[[ DATA SHOWN, beginning ]]

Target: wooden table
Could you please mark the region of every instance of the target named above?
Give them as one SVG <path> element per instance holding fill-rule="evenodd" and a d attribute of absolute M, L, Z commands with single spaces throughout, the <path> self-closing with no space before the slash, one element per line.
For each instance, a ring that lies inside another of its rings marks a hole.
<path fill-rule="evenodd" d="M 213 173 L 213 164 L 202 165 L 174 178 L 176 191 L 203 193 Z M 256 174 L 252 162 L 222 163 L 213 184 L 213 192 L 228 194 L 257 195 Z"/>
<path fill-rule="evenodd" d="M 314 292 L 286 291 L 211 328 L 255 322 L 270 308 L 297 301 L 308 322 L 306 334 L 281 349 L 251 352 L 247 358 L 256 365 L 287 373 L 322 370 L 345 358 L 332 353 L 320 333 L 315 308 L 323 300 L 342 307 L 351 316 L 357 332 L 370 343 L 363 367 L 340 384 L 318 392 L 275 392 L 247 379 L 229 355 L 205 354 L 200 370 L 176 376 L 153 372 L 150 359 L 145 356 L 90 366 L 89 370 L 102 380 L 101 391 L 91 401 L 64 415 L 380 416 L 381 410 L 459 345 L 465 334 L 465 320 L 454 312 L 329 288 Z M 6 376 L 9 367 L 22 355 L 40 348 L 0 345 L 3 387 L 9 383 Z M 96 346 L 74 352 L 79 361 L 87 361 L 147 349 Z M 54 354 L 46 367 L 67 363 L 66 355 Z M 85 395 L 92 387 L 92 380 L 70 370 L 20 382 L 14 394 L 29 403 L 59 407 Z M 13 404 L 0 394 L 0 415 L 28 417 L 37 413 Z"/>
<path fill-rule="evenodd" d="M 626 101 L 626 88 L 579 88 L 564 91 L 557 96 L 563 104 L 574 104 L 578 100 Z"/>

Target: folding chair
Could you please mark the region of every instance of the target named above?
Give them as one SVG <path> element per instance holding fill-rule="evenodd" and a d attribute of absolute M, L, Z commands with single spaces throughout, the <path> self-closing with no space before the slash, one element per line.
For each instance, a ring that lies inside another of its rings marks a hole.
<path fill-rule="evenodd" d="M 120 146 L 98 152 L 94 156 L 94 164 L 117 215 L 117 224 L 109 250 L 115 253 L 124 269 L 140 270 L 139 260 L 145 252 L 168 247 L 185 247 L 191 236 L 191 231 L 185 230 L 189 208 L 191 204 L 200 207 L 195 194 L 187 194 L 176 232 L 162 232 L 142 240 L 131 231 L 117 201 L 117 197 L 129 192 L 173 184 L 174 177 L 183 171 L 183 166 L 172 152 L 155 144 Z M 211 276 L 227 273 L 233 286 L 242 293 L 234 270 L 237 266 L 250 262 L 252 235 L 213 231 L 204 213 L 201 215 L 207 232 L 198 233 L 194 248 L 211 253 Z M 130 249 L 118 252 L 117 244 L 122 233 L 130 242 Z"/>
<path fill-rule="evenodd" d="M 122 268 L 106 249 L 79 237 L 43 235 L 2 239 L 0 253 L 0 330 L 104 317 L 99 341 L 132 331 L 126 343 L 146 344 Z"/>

[[ DATA SHOWN, end ]]

PROBLEM> Would you set the entries down again, exactly as they were written?

SOLUTION TO THE PROBLEM>
Target: wooden table
Could you please mark the region of every instance of the target named above?
Give them as one SVG <path> element per instance holding fill-rule="evenodd" and a d attribute of absolute M, L, Z commands with single spaces throughout, the <path> self-closing with no space before the slash, one element per line.
For each instance, a ring that lies inside another of its rings marks a hole.
<path fill-rule="evenodd" d="M 213 173 L 213 164 L 202 165 L 174 178 L 176 191 L 203 193 Z M 256 174 L 252 162 L 222 163 L 213 184 L 213 192 L 228 194 L 257 195 Z"/>
<path fill-rule="evenodd" d="M 314 292 L 286 291 L 211 328 L 255 322 L 270 308 L 297 301 L 308 322 L 306 334 L 281 349 L 251 352 L 247 358 L 256 365 L 287 373 L 322 370 L 345 358 L 332 353 L 320 333 L 315 308 L 323 300 L 342 307 L 351 316 L 357 332 L 370 343 L 363 367 L 340 384 L 318 392 L 275 392 L 247 379 L 229 355 L 205 354 L 200 370 L 176 376 L 153 372 L 150 359 L 145 356 L 90 366 L 89 370 L 102 380 L 101 391 L 91 401 L 64 415 L 380 416 L 381 410 L 459 345 L 465 334 L 465 320 L 454 312 L 329 288 Z M 6 376 L 9 367 L 22 355 L 40 348 L 0 345 L 3 387 L 9 383 Z M 96 346 L 74 352 L 79 361 L 87 361 L 147 349 Z M 54 354 L 46 367 L 67 363 L 66 355 Z M 85 395 L 92 387 L 92 380 L 70 370 L 20 382 L 14 394 L 29 403 L 59 407 Z M 13 404 L 0 394 L 0 415 L 28 417 L 37 413 Z"/>
<path fill-rule="evenodd" d="M 626 101 L 626 88 L 579 88 L 564 91 L 557 96 L 563 104 L 574 104 L 578 100 Z"/>

Target: folding chair
Could you please mark the region of every instance of the target named above?
Give them as one SVG <path> element per instance holding fill-rule="evenodd" and a d attribute of absolute M, L, Z commands with single spaces throughout, the <path> self-closing with no space before the slash, one element per line.
For each instance, a ring that lies inside another of its rings marks a hole.
<path fill-rule="evenodd" d="M 120 146 L 98 152 L 94 156 L 94 164 L 117 215 L 117 224 L 109 250 L 115 253 L 124 269 L 140 270 L 139 260 L 145 252 L 168 247 L 185 247 L 191 236 L 191 231 L 185 230 L 189 208 L 191 204 L 200 207 L 195 194 L 187 194 L 176 232 L 162 232 L 142 240 L 131 231 L 117 201 L 117 197 L 129 192 L 173 184 L 174 177 L 183 171 L 183 166 L 172 152 L 155 144 Z M 211 276 L 227 273 L 233 286 L 242 293 L 234 270 L 237 266 L 250 262 L 252 235 L 213 231 L 204 213 L 201 215 L 207 232 L 198 233 L 194 248 L 211 253 Z M 130 249 L 118 252 L 117 244 L 122 233 L 130 242 Z"/>
<path fill-rule="evenodd" d="M 122 268 L 106 249 L 79 237 L 43 235 L 2 239 L 0 253 L 0 330 L 104 317 L 99 341 L 132 331 L 126 343 L 146 344 Z"/>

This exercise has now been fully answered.